→ **Text segment**:
···

DOES Aster have this option or was it considered 'to expensive' as a weapons system to be expended this way?

If you don't bring at least some (mix of guided) 'multimission' /protective/ measures onboard, you will find that your ship lacks the flexibility to be used as even an AAW asset, in confined waters where a PCI threat /might/ exist.

Travellar,

>>
well, 1.7 km min range on the Aster 15 puts it well inside the engagement envelope of even the Mk15, meaning that if equipped with one signifigant layering of ships defense is accomplished.
>>

Actually, this is deceptive, R2 is a _lot_ less effective than it is commonly given credit for. Both in total onmount engagements, ability of the radar to pull targets out of the clutter and lethality effects vs. /rate/ of engagements before you get into close-aboard conditions. Most Mk.15's only have about 1.5 engagements per mount. And most are really only effective (yes, even with the sabot rounds) out to about 500m from a /start/ range of about 1,500-2,000.

I believe there have been some significant improvements in both the way the main ship sensors cue the gun and in the fitting of a TV tracker to enable faster lockups (though the oft-bragged 'round to round' fire cone tracking is now gone, there are more warhead kills and fewer 'lets see if we can strip the fins off' thanks to tighter vidicon type tracking correction).

In any case, given as I have _zero_ belief or affection for the notion of a 5-6" caliber deck mount doing /anything/ useful for either NGS or Naval Surface engagements (compared to missiles). I would prefer to have a decent 2-2.5km engagement capability that didn't rely on which side of the ship was exposed and where the VLS popout cycle vs. weapon tipover lag was in gettting the interceptor onto bearing and locked up with a close in threat.

If nothing else, it will be a cold day in hell before I willing see 20-30mm manual-pedestal gun duels between major naval assets and PCI with 12.7 or 14.5mm punt gun (or RPG or RCL) on somebody's converted cigarette boat suddenly come a-creeping out from behind his cousin's fishing trawl.

Again, if you REALLY THINK it's a 'great idea' to play in the littorals, you have to acknowledge how much /easier-is-as-cheaper-can-do/ you are making it for every would be Corsair as much as Revolutionary out there to make a fight of it. And arm yourself accordingly. A decent fast-traverse, high-mounted, auto cannon _pair_ with smart fuzed rounds will do for the inner zone MD/AAW role what it /also/ gives you as a mid range (2,000-4,000m) anti boghammer system.

If you really want to be well AAW protected however; you still need a turreted pedestal that can slew to fire weapons directly into bearing, _under guidance_, as soon as they leave the octuple mount. And keep on firing until the threat has 2-3 separate engagements on it /before/ slewing to the next inbound to begin it's kill resolution.

Guns typically can't reach that far. Guns can't guide that well. Guns mean weight under deck for the mount and if they are of any size, for the magazine and loader.

>>
As for not wanting to put 500 Million dollar assets in close to shore, that's the concept of the LCS in the US Navy.

···

→ **Given data**:
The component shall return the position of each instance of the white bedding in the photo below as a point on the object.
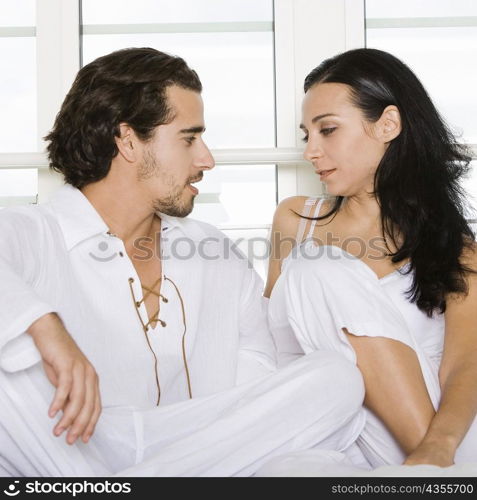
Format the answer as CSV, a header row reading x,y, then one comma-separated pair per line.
x,y
323,463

···

Can you reproduce the part of the shipboard-defense post that starts at the words "If you don't" and stops after "threat /might/ exist."?

If you don't bring at least some (mix of guided) 'multimission' /protective/ measures onboard, you will find that your ship lacks the flexibility to be used as even an AAW asset, in confined waters where a PCI threat /might/ exist.